Tasks and exercises –
#1 Rewrite the article on Noah's ark from "Did the ark" up to and including "and their wives.", replacing "ark" with "vessel".
#2 Please list each animal group for which the article on Noah's ark gives a number of species, along with that number.
#3 Translate this sentence from the article on Noah's ark into Spanish: "Sin accumulated to the point of corruption and perversion that provoked a catastrophe."

Quoted passage –
=======
Did the ark truly exist?

This question can be bluntly stated: ‘Does the bible pretend to narrate something that really happened or does it speak of an illustrative story?’ The details of the story favour the second approach. The size of the ark is up to the dimensions of a modern ocean-going ship of the 19th century. The story belongs to a time when the use of metals was still unknown, whether for construction or for tools. Hundreds of people were not available for the construction; only Noah and his children and their wives.

The most picturesque and hardest to admit were the details concerning the animals. How would a pair of all the existing species, gathered from the five continents, save them from extinction? 1,700 species of mammals, 10,087 of birds, 987 of reptiles, and 1,200,000 species of insects?  How could six persons create the different environments needed by each animal considering their food, climate, and other needs?

Concerning the rains

It rained unceasingly for 40 days and 40 nights (Gen 7:17). The hydrological cycle of evaporation that causes the rain is incapable of providing that much water. The mass of water in the story covered the whole earth, but that would only be possible to imagine in a world that thought of the earth as a plain disc, with a sky covering it like a dome (firmament). Is it possible that in 40 days the rains totally covered the planet, reaching seven metres above Mt Everest (8,846 metres)? For waters to reach that height all the sea water in the planet would have to rise 222 metres every day. If all the clouds present in the atmosphere suddenly precipitated, the globe would be covered by a maximum of five centimetres of water!

The inescapable conclusion

 The sheer volume of these few objections confronts us with the answer that there was no universal deluge. Of course nearly every culture will have stories of deluges that did happen in their past, but not a flood so universal to the point of destroying all forms of life over the planet. Some people feel deceived that the bible does not tell its readers how it really was, thus preventing any misunderstanding. But the fact is that the people of the time were aware of the nature of the stories they told. The very language and images were used to tell the readers that they are not reading a chronicle of an historian, but an educative story. We do not have the introductory warning of a contemporary novel that this is purely a work of fiction. We need to face the issue that the bible is precisely that, in some of its areas, and this applies especially in the realm of pre-history. This is not wrong; it is our own preconceptions that may be wrong.

What the deluge teaches

The author took a pre-existing story, with all its interesting details, to transmit a religious teaching. The first lesson was that the flood came about because of human frailty, a lesson for our own endangered planet. Sin accumulated to the point of corruption and perversion that provoked a catastrophe. With all this, the world came back to the chaos that existed before creation. The order that God has put into creation could be destroyed by human irresponsibility.
=======
Data for analysis –
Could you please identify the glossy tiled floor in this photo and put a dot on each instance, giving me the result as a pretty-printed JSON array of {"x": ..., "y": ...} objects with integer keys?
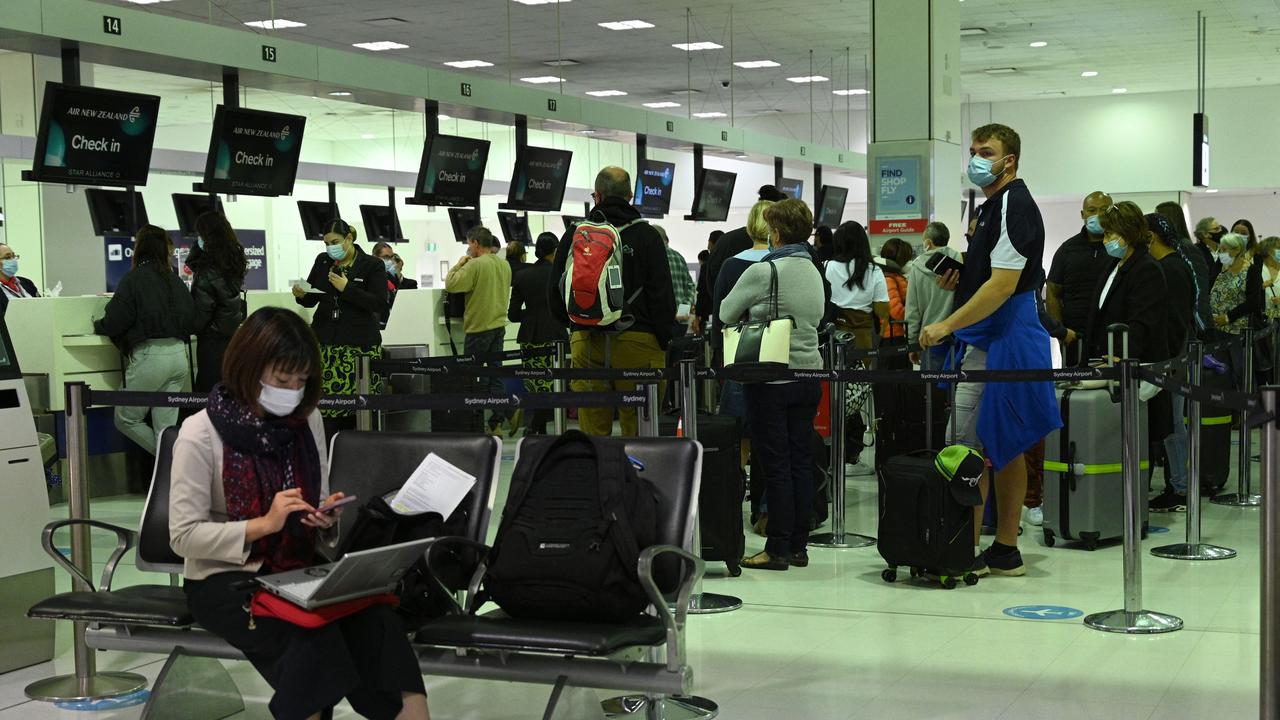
[{"x": 833, "y": 641}]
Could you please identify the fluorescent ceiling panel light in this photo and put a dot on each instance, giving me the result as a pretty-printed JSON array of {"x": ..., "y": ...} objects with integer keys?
[
  {"x": 626, "y": 24},
  {"x": 264, "y": 24},
  {"x": 379, "y": 45},
  {"x": 694, "y": 46}
]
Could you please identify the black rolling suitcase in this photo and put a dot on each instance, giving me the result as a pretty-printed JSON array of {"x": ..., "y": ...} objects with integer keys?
[{"x": 720, "y": 504}]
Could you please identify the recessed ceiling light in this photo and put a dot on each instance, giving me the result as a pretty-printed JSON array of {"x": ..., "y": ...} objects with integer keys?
[
  {"x": 380, "y": 45},
  {"x": 626, "y": 24},
  {"x": 693, "y": 46},
  {"x": 264, "y": 24}
]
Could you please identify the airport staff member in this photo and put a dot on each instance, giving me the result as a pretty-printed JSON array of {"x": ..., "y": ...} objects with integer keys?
[{"x": 350, "y": 299}]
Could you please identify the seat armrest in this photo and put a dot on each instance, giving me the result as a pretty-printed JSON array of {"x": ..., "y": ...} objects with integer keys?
[
  {"x": 124, "y": 542},
  {"x": 673, "y": 621}
]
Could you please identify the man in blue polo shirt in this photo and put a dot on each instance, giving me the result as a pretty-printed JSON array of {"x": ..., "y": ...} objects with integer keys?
[{"x": 996, "y": 323}]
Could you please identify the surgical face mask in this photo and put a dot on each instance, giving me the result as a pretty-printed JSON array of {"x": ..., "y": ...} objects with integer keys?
[
  {"x": 1095, "y": 226},
  {"x": 279, "y": 401},
  {"x": 979, "y": 171}
]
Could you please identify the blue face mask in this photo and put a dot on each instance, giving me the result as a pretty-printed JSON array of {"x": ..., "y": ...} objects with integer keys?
[
  {"x": 979, "y": 172},
  {"x": 1095, "y": 226}
]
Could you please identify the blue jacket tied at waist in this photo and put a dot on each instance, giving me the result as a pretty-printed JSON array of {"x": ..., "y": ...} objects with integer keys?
[{"x": 1014, "y": 417}]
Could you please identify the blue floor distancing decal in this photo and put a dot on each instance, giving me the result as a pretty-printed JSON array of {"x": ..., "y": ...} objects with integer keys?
[{"x": 1043, "y": 613}]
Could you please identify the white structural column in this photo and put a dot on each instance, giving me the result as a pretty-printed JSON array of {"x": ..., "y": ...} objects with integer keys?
[{"x": 915, "y": 155}]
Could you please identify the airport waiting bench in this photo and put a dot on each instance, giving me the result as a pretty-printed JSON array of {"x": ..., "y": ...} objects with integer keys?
[{"x": 193, "y": 683}]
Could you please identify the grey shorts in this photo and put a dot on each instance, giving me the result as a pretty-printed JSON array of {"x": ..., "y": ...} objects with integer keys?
[{"x": 968, "y": 397}]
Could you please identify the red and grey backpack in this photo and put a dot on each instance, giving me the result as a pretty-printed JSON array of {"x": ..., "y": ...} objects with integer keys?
[{"x": 592, "y": 283}]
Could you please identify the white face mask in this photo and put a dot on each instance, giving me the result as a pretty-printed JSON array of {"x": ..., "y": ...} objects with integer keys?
[{"x": 279, "y": 401}]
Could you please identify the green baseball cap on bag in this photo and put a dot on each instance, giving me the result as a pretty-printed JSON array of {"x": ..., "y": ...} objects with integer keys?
[{"x": 961, "y": 466}]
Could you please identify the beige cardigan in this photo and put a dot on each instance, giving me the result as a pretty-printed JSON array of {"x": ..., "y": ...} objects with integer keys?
[{"x": 199, "y": 529}]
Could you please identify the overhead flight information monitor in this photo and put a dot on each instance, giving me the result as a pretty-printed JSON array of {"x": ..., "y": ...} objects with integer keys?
[
  {"x": 92, "y": 136},
  {"x": 254, "y": 153}
]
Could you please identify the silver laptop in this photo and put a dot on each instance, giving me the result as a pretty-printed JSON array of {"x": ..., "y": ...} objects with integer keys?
[{"x": 356, "y": 574}]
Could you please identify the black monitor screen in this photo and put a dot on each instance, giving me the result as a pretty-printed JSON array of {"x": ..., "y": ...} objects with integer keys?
[
  {"x": 254, "y": 153},
  {"x": 91, "y": 136},
  {"x": 191, "y": 206},
  {"x": 794, "y": 188},
  {"x": 831, "y": 205},
  {"x": 714, "y": 196},
  {"x": 109, "y": 210},
  {"x": 380, "y": 226},
  {"x": 462, "y": 220},
  {"x": 539, "y": 180},
  {"x": 315, "y": 218},
  {"x": 452, "y": 171},
  {"x": 515, "y": 228},
  {"x": 653, "y": 187}
]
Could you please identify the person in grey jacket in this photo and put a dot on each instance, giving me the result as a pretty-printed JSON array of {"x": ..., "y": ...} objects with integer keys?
[
  {"x": 782, "y": 413},
  {"x": 926, "y": 301}
]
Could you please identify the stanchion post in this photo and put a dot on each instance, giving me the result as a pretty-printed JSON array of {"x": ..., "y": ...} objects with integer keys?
[
  {"x": 560, "y": 414},
  {"x": 1270, "y": 537},
  {"x": 1132, "y": 619},
  {"x": 1193, "y": 548},
  {"x": 1244, "y": 495},
  {"x": 837, "y": 537}
]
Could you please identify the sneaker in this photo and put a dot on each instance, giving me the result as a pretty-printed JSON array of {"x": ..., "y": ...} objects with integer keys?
[
  {"x": 1009, "y": 564},
  {"x": 1169, "y": 501},
  {"x": 1036, "y": 515}
]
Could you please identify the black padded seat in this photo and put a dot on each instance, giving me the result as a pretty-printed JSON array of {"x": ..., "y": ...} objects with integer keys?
[{"x": 496, "y": 630}]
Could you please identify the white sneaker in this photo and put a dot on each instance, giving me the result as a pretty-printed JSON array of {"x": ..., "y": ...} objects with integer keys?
[{"x": 1036, "y": 515}]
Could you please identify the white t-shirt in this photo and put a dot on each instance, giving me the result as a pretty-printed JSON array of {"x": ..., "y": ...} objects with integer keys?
[{"x": 874, "y": 288}]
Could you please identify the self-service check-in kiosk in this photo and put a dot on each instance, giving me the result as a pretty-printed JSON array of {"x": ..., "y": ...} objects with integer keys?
[{"x": 26, "y": 572}]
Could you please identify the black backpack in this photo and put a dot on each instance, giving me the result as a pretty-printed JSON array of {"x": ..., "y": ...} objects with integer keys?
[{"x": 571, "y": 533}]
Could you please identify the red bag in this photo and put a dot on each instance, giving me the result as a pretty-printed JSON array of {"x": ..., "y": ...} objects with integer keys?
[{"x": 266, "y": 605}]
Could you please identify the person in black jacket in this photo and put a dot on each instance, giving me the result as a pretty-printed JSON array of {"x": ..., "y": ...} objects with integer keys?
[
  {"x": 150, "y": 319},
  {"x": 652, "y": 308},
  {"x": 218, "y": 270},
  {"x": 539, "y": 329},
  {"x": 350, "y": 302}
]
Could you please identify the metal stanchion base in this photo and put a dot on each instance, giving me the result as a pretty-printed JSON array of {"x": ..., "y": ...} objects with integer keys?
[
  {"x": 712, "y": 604},
  {"x": 689, "y": 707},
  {"x": 1142, "y": 623},
  {"x": 100, "y": 686},
  {"x": 842, "y": 541},
  {"x": 1237, "y": 500},
  {"x": 1200, "y": 551}
]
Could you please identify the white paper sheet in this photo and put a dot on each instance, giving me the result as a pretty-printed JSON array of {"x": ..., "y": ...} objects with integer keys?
[{"x": 435, "y": 486}]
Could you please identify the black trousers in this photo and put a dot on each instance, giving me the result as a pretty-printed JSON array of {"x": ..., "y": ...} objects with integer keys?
[{"x": 365, "y": 657}]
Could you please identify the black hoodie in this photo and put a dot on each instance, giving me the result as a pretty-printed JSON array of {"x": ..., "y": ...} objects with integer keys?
[{"x": 644, "y": 268}]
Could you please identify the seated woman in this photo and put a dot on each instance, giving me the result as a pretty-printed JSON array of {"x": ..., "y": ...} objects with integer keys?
[{"x": 247, "y": 477}]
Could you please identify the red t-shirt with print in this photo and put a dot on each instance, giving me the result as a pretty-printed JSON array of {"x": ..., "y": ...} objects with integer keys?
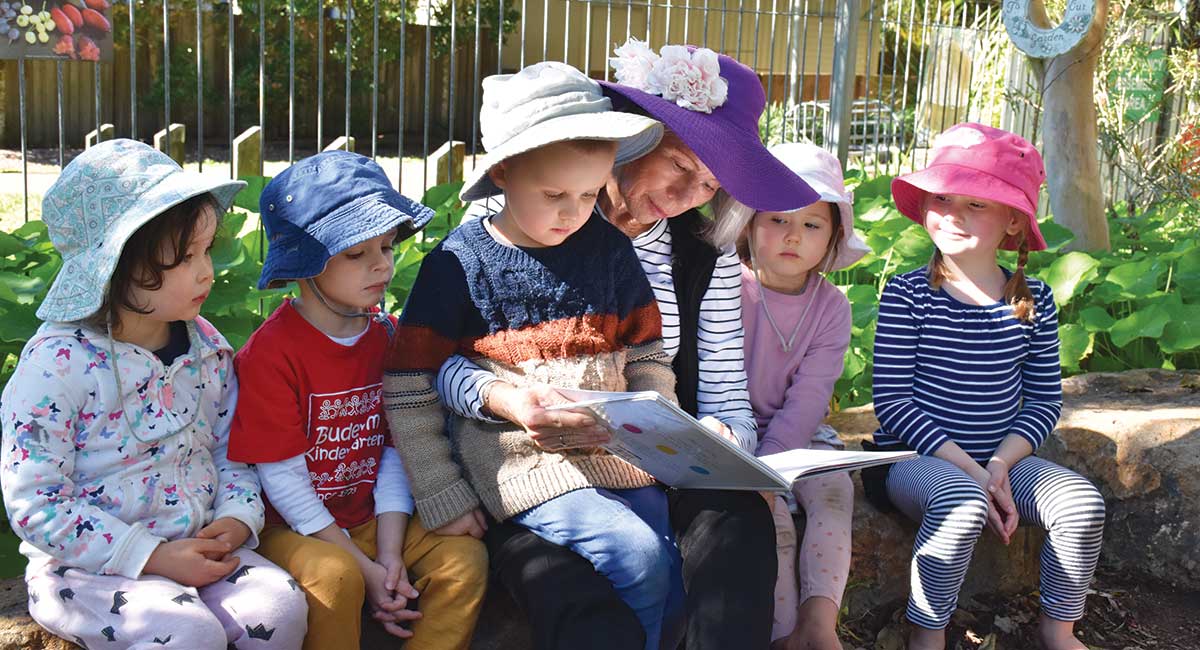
[{"x": 301, "y": 392}]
=======
Task solutions –
#1
Did the vessel truly exist?

This question can be bluntly stated: ‘Does the bible pretend to narrate something that really happened or does it speak of an illustrative story?’ The details of the story favour the second approach. The size of the vessel is up to the dimensions of a modern ocean-going ship of the 19th century. The story belongs to a time when the use of metals was still unknown, whether for construction or for tools. Hundreds of people were not available for the construction; only Noah and his children and their wives.

#2
Mammals: 1,700
Birds: 10,087
Reptiles: 987
Insects: 1,200,000

#3 El pecado se acumuló hasta el punto de corrupción y perversión que provocó una catástrofe.